[What you will do]: Write out everything in the records exactly, apart from the pictures.

[Entries shown]:
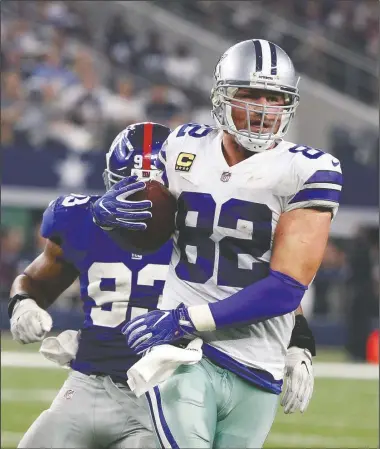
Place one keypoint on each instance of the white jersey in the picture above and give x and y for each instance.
(226, 220)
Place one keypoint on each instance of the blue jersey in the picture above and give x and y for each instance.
(115, 285)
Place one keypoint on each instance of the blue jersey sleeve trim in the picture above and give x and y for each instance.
(326, 176)
(275, 295)
(316, 194)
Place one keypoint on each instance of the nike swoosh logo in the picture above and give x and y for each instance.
(103, 207)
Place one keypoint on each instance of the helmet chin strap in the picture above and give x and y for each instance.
(254, 145)
(249, 143)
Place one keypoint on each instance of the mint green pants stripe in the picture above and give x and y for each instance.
(205, 406)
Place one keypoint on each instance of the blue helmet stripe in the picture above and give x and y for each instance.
(259, 56)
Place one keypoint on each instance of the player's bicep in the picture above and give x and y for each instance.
(299, 243)
(50, 272)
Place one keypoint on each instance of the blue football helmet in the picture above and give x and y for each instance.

[Response]:
Place one keypoint on each instance of the white jersey in the picture above and give x and y for each instance.
(226, 220)
Place one keypoint on each instance of the blue jersey in the picture above and give x and y for each instance.
(115, 285)
Place one keypoint on each instance of the blue jersey sleeve trim in the picture above and give x and y for each instance.
(326, 176)
(275, 295)
(316, 194)
Place one keypoint on each instance of the nike swoosh logo in the picture above and give x and y for each instance.
(103, 207)
Place one keypoint on each instance of the helmet chin strap in the picture above and give x and y for each instance.
(254, 145)
(249, 143)
Place one keypoint on each instance of the mint green pants stripe in the picture above and give x and y for each instance.
(205, 406)
Place one keypoint on each instance of the blue helmet stripe in the picture above and give x and y for each instance.
(259, 56)
Place one keypoint on each instance of the player's bicep in the picture above and give x and y for each instance.
(299, 243)
(50, 272)
Place one keypoint on each instance of the blue football helmet in the picture above and give x and y for each instance.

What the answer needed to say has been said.